Gather every line below that contains the string "background", and copy each of those lines in full.

*Provided data*:
----------------

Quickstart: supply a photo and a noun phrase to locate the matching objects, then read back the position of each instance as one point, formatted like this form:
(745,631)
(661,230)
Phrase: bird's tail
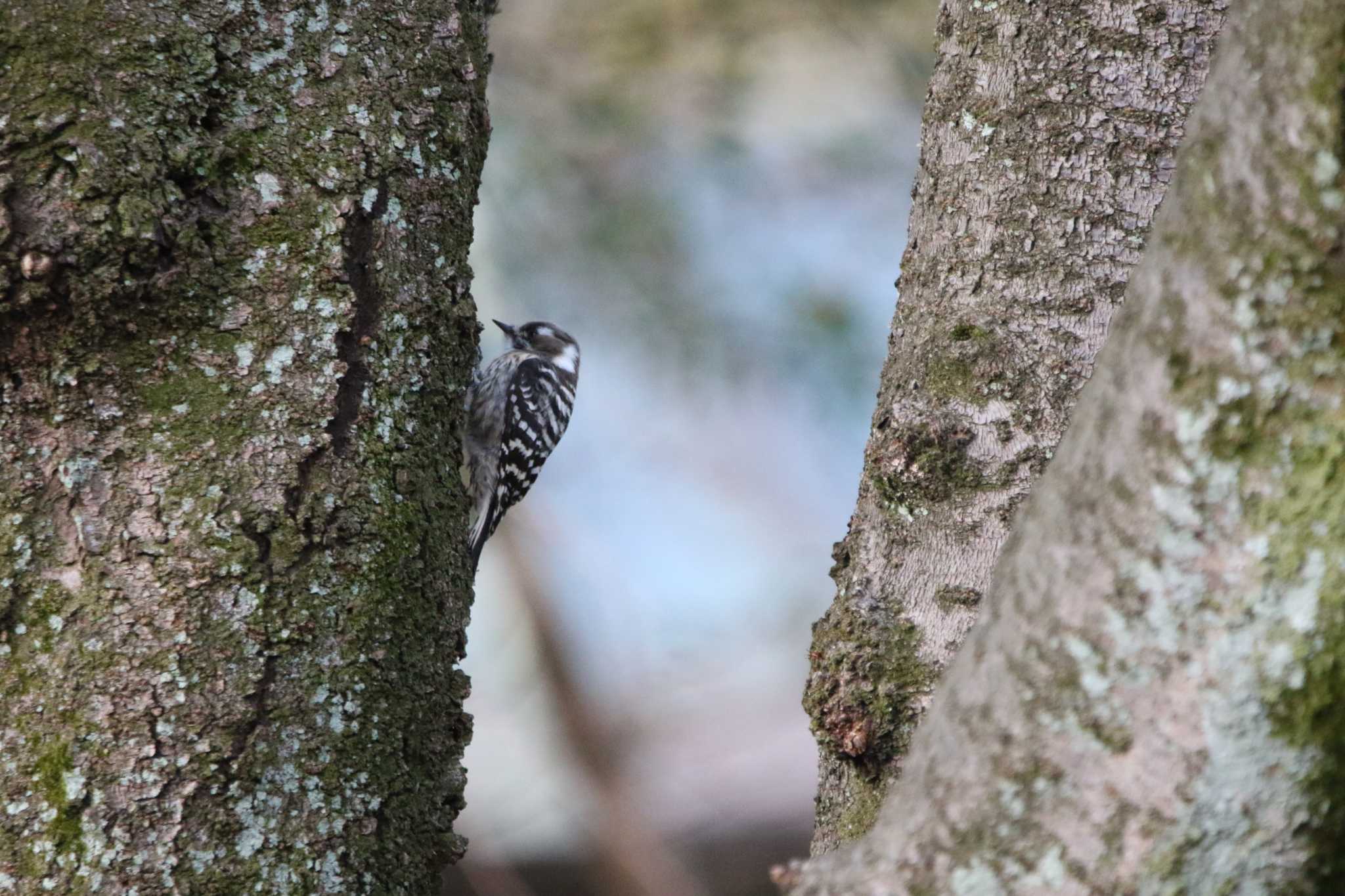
(483,530)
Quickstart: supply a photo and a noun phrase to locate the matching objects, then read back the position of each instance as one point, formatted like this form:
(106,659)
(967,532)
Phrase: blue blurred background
(711,195)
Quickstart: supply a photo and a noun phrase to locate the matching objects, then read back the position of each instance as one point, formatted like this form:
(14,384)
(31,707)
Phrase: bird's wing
(537,410)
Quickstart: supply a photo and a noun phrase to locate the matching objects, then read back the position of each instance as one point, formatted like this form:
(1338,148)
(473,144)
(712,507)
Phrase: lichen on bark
(1048,142)
(1151,702)
(234,336)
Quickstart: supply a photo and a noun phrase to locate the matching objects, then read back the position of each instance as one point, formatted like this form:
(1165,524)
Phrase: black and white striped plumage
(517,413)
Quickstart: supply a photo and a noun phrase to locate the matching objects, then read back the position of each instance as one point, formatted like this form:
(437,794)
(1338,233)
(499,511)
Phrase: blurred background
(711,195)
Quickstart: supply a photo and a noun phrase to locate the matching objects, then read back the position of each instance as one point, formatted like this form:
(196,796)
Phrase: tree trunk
(1152,702)
(1049,135)
(234,336)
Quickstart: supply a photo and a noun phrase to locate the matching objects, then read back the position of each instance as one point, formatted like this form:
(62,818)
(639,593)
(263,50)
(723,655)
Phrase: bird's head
(546,340)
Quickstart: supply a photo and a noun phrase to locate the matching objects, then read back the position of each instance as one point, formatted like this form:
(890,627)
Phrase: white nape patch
(567,359)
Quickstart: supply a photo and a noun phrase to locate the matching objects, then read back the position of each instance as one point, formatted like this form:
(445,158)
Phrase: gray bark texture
(1048,142)
(234,337)
(1151,702)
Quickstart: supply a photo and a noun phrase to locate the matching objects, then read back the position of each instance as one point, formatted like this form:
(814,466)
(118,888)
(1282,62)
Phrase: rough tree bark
(1152,702)
(1048,141)
(234,332)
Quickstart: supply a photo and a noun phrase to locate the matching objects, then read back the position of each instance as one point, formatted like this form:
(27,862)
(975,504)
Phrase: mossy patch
(926,465)
(865,687)
(951,597)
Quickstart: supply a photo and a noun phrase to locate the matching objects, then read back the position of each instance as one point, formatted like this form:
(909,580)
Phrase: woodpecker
(517,412)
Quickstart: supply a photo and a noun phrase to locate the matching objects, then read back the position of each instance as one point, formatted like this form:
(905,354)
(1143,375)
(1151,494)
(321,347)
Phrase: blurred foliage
(628,132)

----------------

*Expected answer*:
Phrase: blue blurred background
Phrase: blurred background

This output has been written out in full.